* **Verilen Metin**:
►

22 Eylül 2017 Cuma

SAĞLIKLI YAŞ ALMA ÜZERİNE...

   
    Çok yakınımdan birinin sağlık problemi nedeniyle canım sıkkındı birkaç gündür. Biraz toparlamaya ve olumlu düşünmeye başladım. Biliyorum, her şey iyi olacak. 
    Yeri gelmişken sağlıklı olmak adına bu ara neler yaptığımızdan bahsedeyim mi? Öncelikle birkaç ay önce eşimin sigarayı bıraktığını söyleyebilirim mesela. 19 yaşından beri püfür püfür içtiği sigarayı tamamen kesti. Nasıl oldu da yaptı ben de anlamadım. Daha önce iki kez denemişti ama olmamıştı. Yine başlayacağını düşünebilirsiniz ama ben bu sefer öyle olacağını sanmıyorum. 
Bu sefer çok farklı. Sigarasızlığın verdiği sinir daha az ve aklına devamlı sigara gelmiyor. Dışarıdan gözlemler olumlu, içeriden de iyi olduğunu söylüyor.

◄

* **Çıkarılan Veriler**:
►

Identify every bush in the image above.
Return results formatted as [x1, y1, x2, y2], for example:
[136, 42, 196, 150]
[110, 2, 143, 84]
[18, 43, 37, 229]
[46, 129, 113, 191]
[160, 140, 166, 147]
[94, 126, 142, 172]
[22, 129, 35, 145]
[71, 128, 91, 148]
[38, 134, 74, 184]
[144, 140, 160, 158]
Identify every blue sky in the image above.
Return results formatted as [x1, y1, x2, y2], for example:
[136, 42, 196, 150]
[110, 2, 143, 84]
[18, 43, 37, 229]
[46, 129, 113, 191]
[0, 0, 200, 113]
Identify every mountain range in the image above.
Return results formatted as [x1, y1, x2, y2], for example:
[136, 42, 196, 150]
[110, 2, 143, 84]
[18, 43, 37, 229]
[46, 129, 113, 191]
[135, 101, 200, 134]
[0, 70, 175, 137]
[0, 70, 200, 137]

◄

* **Görevler**:
1. Sağlıklı yaş alma yazısına göre yazarın eşinin kaç yaşından beri sigara içtiğini belirtin.
2. Sağlıklı yaş alma yazısında "SAĞLIKLI YAŞ ALMA" sözleriyle başlayıp "öyle olacağını sanmıyorum." sözlerine kadar uzanan her şeyi birebir yeniden yazın.

* **Yanıtlar**:
1. 19 yaşından beri.

2.
SAĞLIKLI YAŞ ALMA ÜZERİNE...

   
    Çok yakınımdan birinin sağlık problemi nedeniyle canım sıkkındı birkaç gündür. Biraz toparlamaya ve olumlu düşünmeye başladım. Biliyorum, her şey iyi olacak. 
    Yeri gelmişken sağlıklı olmak adına bu ara neler yaptığımızdan bahsedeyim mi? Öncelikle birkaç ay önce eşimin sigarayı bıraktığını söyleyebilirim mesela. 19 yaşından beri püfür püfür içtiği sigarayı tamamen kesti. Nasıl oldu da yaptı ben de anlamadım. Daha önce iki kez denemişti ama olmamıştı. Yine başlayacağını düşünebilirsiniz ama ben bu sefer öyle olacağını sanmıyorum.